Point labeling examples:
--------------------

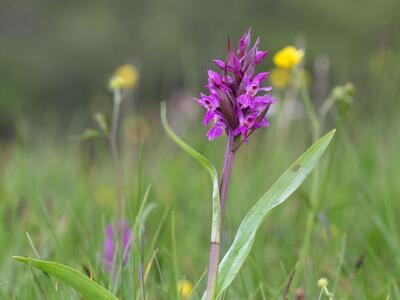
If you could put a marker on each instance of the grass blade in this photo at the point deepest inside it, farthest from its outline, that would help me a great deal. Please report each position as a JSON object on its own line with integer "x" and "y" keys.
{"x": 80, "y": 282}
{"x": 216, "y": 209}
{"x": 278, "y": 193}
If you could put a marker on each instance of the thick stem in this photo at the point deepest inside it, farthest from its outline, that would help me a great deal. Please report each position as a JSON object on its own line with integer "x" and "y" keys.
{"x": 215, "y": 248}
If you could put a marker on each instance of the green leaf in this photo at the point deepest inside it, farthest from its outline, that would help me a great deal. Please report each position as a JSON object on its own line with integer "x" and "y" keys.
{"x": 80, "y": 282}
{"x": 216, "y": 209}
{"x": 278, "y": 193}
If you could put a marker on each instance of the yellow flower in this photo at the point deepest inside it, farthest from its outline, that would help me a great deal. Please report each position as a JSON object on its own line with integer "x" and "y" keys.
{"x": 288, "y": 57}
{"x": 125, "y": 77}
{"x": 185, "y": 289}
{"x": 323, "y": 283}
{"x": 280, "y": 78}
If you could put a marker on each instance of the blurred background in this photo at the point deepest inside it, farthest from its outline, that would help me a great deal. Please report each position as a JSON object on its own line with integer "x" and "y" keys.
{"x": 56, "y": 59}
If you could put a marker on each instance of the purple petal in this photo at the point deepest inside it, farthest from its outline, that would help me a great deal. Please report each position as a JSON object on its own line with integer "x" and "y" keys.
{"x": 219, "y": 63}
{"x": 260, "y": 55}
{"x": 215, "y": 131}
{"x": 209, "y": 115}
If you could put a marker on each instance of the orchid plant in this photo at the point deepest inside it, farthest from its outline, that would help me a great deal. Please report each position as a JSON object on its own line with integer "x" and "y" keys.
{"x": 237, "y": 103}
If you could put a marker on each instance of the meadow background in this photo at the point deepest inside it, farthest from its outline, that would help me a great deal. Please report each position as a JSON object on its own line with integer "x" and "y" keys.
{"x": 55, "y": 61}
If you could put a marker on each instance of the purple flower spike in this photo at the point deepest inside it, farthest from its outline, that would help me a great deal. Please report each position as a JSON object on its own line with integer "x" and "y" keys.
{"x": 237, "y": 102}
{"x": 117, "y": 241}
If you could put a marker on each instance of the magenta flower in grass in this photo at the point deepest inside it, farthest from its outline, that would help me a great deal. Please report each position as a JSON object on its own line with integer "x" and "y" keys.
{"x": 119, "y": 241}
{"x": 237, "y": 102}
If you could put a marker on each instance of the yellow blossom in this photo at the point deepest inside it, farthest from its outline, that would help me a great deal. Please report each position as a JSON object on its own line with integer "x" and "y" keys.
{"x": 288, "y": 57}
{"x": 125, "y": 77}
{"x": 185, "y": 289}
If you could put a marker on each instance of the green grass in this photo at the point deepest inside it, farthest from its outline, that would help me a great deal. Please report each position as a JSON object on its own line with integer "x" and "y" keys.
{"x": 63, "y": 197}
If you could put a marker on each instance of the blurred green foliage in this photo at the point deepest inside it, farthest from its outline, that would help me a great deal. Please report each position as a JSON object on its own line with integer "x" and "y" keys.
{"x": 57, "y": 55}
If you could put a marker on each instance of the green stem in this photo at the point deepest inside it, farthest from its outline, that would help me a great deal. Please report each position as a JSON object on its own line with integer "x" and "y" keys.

--------------------

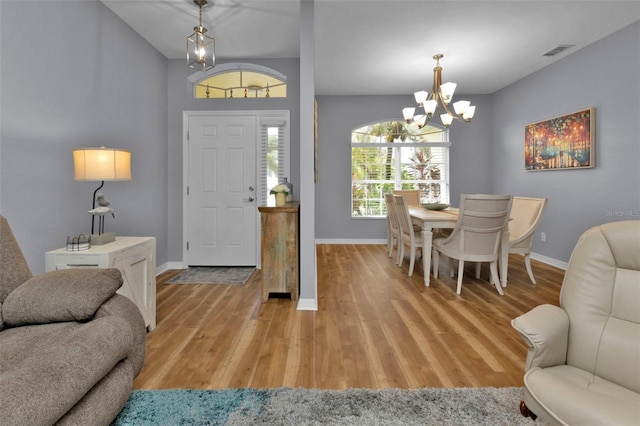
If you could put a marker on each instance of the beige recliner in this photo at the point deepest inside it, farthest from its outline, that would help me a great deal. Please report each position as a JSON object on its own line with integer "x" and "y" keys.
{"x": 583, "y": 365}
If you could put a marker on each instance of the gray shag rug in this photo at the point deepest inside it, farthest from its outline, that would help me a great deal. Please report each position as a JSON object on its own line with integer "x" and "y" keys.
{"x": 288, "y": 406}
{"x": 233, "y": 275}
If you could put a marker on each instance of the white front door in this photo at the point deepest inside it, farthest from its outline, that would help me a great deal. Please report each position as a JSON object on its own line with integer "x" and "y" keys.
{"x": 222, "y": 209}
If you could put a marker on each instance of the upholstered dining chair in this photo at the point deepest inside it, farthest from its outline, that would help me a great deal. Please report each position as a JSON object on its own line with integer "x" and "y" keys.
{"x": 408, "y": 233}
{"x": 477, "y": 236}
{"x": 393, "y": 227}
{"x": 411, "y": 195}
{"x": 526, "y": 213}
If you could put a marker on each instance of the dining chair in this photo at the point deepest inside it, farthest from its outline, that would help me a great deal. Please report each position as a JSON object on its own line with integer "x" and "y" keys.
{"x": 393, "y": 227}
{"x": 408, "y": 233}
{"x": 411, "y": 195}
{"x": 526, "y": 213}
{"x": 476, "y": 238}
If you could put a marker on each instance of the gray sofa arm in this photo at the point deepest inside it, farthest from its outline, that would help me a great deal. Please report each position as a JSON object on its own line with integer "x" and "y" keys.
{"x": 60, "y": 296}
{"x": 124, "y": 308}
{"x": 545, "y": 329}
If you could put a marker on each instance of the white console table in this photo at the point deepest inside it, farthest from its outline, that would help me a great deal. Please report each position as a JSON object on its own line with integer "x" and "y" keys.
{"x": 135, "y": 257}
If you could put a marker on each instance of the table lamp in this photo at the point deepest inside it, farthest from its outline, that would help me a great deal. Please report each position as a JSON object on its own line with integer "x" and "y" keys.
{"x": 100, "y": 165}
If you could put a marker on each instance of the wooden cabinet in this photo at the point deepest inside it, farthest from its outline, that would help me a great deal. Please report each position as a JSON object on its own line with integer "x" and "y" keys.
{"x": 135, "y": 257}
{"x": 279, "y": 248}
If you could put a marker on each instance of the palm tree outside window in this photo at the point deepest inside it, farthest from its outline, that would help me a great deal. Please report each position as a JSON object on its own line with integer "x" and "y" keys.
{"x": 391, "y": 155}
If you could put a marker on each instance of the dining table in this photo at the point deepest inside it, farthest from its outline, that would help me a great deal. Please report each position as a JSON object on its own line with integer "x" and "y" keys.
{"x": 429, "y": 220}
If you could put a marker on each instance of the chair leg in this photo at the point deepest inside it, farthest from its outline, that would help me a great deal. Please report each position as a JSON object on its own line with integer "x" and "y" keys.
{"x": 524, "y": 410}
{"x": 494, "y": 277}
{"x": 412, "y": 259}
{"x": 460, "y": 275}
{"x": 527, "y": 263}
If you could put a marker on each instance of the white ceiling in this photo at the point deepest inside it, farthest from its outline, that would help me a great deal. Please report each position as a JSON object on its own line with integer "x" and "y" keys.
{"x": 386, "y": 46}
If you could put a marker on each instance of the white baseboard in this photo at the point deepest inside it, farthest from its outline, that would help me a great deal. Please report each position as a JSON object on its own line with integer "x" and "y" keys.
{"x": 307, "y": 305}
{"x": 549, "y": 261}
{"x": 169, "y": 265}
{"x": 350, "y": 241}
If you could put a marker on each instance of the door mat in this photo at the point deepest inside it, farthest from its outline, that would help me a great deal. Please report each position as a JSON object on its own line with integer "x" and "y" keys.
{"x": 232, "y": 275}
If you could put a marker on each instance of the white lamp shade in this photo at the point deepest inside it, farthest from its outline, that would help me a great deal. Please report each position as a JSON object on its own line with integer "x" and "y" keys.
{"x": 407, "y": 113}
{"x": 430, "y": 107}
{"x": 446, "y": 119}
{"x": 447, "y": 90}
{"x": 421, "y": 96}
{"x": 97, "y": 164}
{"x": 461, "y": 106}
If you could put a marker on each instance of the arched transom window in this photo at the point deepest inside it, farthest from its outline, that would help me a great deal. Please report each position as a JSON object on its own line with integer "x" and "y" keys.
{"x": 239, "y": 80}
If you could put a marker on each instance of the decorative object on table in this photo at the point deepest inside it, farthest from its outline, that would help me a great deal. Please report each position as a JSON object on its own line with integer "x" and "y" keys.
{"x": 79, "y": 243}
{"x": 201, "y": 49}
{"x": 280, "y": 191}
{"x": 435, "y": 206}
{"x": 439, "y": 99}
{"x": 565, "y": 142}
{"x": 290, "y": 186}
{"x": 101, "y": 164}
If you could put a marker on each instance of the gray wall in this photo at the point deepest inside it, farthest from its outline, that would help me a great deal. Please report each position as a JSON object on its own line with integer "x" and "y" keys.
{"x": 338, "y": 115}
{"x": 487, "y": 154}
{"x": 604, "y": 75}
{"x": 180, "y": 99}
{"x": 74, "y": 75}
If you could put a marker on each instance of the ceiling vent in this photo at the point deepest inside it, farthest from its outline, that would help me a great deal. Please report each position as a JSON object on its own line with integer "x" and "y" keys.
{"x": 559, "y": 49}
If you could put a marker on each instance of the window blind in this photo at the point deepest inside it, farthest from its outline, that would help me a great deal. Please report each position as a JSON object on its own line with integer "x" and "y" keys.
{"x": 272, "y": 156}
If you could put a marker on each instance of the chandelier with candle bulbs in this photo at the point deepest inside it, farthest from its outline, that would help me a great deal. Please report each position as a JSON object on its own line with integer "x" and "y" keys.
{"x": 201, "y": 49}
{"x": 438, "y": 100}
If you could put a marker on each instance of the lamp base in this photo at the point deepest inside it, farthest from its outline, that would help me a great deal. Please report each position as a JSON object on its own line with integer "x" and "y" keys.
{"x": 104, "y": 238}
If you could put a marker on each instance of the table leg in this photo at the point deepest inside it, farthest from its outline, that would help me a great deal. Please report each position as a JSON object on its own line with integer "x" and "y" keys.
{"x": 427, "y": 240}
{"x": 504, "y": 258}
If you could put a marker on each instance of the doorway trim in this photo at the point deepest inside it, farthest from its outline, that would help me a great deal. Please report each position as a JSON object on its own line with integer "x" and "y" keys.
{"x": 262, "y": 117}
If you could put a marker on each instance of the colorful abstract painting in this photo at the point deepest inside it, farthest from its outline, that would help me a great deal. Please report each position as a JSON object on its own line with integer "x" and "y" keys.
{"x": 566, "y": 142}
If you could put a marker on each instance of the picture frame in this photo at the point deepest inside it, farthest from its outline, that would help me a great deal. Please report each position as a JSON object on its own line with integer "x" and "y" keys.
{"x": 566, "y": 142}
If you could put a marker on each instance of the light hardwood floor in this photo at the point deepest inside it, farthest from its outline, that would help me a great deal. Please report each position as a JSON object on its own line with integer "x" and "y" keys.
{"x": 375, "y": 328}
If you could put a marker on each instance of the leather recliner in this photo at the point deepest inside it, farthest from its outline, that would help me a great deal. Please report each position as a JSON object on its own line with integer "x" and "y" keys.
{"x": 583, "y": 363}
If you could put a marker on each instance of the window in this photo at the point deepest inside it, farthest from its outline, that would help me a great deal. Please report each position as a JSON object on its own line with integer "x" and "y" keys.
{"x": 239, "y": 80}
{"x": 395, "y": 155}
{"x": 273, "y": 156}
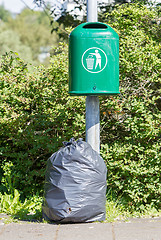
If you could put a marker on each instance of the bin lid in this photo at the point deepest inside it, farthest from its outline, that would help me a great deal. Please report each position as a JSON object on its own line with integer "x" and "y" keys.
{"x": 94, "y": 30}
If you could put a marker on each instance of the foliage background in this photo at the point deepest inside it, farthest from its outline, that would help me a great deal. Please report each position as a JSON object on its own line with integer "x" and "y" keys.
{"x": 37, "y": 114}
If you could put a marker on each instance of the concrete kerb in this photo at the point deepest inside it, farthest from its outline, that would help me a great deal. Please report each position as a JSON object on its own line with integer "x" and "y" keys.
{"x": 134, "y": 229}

--------------------

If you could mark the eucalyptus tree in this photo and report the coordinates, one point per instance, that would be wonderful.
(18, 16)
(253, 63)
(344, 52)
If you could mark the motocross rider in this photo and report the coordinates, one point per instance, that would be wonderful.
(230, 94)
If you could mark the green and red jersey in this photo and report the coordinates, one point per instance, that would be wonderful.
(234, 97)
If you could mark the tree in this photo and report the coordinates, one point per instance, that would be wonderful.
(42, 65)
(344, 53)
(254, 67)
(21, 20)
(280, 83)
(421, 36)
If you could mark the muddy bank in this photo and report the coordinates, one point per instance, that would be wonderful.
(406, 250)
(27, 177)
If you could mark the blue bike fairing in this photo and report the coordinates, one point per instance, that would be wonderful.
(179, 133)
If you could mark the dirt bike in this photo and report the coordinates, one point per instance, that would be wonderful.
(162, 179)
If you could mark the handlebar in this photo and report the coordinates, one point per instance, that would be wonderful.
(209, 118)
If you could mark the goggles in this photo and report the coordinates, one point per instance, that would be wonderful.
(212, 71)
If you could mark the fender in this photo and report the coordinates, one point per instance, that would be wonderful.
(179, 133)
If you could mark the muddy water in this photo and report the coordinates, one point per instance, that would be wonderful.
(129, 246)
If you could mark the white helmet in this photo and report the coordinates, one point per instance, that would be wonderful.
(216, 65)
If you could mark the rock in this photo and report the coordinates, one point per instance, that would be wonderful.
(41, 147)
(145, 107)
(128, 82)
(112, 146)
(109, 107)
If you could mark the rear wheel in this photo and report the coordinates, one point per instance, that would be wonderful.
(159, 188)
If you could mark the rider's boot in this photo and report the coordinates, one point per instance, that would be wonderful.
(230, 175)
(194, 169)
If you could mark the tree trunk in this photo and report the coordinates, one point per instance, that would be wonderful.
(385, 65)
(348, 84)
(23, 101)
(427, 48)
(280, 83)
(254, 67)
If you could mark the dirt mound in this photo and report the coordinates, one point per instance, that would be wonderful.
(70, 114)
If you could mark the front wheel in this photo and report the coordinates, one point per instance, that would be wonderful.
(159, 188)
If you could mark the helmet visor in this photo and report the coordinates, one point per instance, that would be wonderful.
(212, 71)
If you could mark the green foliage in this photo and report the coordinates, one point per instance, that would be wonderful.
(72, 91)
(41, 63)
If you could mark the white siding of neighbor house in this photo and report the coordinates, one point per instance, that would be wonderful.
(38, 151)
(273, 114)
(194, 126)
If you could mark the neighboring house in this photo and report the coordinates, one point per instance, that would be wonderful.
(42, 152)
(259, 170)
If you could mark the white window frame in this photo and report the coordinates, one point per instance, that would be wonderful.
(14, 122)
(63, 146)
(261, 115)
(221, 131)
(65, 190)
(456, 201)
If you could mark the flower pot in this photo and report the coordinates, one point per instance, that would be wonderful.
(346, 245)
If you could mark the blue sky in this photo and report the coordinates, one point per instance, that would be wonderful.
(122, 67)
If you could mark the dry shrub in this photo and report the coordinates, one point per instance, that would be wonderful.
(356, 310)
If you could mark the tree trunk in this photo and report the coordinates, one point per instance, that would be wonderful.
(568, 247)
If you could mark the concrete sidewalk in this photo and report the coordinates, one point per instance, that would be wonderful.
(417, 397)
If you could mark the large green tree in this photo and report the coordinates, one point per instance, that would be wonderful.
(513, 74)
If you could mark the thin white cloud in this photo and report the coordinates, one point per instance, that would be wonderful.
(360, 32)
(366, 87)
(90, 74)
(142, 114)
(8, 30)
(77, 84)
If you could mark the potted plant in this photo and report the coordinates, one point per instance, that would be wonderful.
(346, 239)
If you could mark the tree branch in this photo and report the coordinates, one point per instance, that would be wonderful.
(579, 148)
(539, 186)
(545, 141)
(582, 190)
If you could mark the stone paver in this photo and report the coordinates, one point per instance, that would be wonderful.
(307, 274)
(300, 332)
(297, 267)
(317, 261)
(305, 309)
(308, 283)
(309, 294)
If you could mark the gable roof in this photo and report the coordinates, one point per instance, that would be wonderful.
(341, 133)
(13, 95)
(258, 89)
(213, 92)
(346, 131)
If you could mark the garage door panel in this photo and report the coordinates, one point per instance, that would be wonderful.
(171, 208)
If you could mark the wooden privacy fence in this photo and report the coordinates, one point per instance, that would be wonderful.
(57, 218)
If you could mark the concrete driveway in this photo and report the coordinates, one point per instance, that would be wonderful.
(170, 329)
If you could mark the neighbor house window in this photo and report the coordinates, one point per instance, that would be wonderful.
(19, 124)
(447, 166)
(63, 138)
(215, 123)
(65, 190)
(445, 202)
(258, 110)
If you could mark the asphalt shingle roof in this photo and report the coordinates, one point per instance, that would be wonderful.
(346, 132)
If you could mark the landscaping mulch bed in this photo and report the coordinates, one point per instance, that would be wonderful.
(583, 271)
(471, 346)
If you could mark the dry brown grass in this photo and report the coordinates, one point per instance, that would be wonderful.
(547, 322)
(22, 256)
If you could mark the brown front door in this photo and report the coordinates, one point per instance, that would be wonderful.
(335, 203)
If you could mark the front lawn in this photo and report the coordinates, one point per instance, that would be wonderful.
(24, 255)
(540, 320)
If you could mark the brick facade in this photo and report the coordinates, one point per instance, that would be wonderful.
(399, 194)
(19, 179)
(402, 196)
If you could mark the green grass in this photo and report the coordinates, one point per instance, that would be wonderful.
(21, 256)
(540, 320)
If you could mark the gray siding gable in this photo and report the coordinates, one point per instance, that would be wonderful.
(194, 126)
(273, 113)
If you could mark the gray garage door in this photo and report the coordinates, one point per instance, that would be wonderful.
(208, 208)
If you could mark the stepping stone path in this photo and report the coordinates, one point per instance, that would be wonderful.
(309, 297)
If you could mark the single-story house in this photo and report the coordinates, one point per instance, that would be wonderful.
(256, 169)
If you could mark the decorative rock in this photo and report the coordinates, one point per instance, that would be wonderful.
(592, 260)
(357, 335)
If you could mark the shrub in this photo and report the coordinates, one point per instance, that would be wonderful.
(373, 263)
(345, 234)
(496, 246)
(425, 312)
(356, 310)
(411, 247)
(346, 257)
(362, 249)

--------------------

Locate each row above that contains the string "decorative" and copy those rows in full. Case counts when matching.

If you could put a marker on each instance of the decorative object on table in this photo at the point deepest inside it, farthest from its outline, that would help me a great deal. Please report each position as a JSON object on its own line with integer "x" and "y" keys.
If you could mark the decorative rock in this photo and report the coordinates, one point per instance, that would be wonderful.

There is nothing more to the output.